• _Written instruction_
Starting at the line that contains "Return one point for each instance of the man in" and continuing through the last of the lines, write each line out again, multiplying every coordinate in the answers by 2.2 and rounding to whole numbers, with halves rounded up. Give only those lines, and leave the pictures out.

-=-=-=-=-

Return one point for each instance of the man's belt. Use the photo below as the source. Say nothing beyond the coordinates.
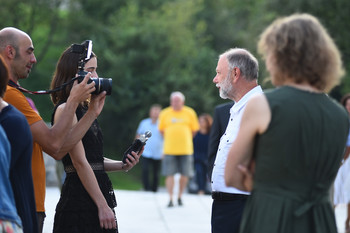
(220, 196)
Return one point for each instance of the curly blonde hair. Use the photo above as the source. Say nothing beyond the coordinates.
(300, 49)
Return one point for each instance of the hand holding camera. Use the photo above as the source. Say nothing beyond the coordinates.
(82, 90)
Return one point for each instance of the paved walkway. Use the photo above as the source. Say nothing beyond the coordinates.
(146, 212)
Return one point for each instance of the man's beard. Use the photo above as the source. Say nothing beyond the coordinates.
(225, 87)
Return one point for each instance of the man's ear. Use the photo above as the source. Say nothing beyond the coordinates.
(10, 52)
(235, 74)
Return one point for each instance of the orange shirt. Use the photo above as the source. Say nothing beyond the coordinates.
(19, 101)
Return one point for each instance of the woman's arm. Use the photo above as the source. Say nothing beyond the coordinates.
(88, 179)
(255, 120)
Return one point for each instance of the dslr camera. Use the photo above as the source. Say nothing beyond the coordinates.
(85, 50)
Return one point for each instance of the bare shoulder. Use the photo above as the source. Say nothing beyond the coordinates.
(259, 110)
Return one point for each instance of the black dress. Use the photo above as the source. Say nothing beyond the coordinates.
(76, 212)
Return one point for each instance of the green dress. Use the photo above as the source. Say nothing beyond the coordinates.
(297, 159)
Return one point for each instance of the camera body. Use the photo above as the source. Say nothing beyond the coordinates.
(101, 84)
(85, 50)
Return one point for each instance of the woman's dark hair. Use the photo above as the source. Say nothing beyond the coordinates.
(66, 69)
(344, 99)
(4, 77)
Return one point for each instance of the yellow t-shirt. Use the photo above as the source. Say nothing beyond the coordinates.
(178, 128)
(19, 101)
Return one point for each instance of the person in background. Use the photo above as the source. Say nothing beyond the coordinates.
(237, 79)
(178, 124)
(220, 121)
(10, 221)
(152, 154)
(87, 199)
(292, 138)
(200, 152)
(342, 181)
(17, 50)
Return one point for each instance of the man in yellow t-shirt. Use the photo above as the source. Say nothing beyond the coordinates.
(178, 124)
(17, 50)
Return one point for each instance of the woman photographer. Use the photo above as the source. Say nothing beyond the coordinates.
(87, 199)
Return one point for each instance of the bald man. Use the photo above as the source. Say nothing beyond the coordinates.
(17, 50)
(178, 124)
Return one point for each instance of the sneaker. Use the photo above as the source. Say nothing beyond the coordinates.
(170, 204)
(179, 201)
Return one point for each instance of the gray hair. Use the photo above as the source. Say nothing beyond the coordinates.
(244, 60)
(178, 94)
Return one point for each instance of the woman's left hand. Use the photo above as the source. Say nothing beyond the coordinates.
(132, 160)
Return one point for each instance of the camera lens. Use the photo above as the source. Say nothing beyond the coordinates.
(102, 84)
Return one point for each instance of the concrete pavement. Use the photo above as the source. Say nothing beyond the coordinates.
(146, 212)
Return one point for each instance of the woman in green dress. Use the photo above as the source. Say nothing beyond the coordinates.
(292, 138)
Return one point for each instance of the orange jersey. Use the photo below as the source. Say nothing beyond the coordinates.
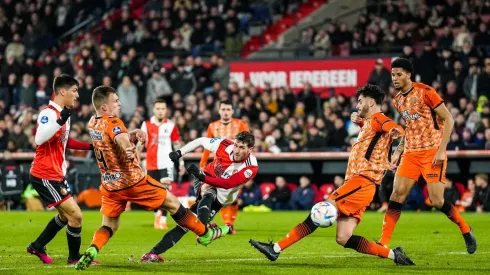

-=-=-=-=-

• _Solution to the problem_
Return one point for each instance of the man in yellow t-shirt. Use the photo above as the source. Say nothing beyond the coordinates.
(392, 273)
(37, 110)
Return one point for each instance of the woman photographer. Use the photo above as the source. Say nothing beyond the coordinates.
(191, 438)
Return one point for each instance of the bald man. Use the photo above as the source. Say nothing beyond the coordinates.
(37, 110)
(392, 273)
Return one point for each instance of the sneaker. Use the photo above as the source. Say nothing beyond the coordinates.
(374, 449)
(394, 442)
Return one point for each instance of the gray hair. Use the photo above as the source. Say nothing beyond the coordinates.
(537, 132)
(392, 207)
Return one point for each instance of the woman's left hand. Use the photo above as the source. Say nothing beyond the coordinates.
(290, 352)
Return one point for each instance of the camera lens. Use the photo above as the source. Say nothing beyond the coordinates.
(224, 185)
Return one point for each instance of the concrete pavement. Use the photo above as the source. Say nothing beyond the coordinates.
(321, 466)
Return one point for each instance of the woman in green dress. Use the photo above as the source. Say nothing beyond the coordinates.
(642, 304)
Return one point for each instance of the orange jersey. Use the photo below as the source. Say nothing beyond the coordinates.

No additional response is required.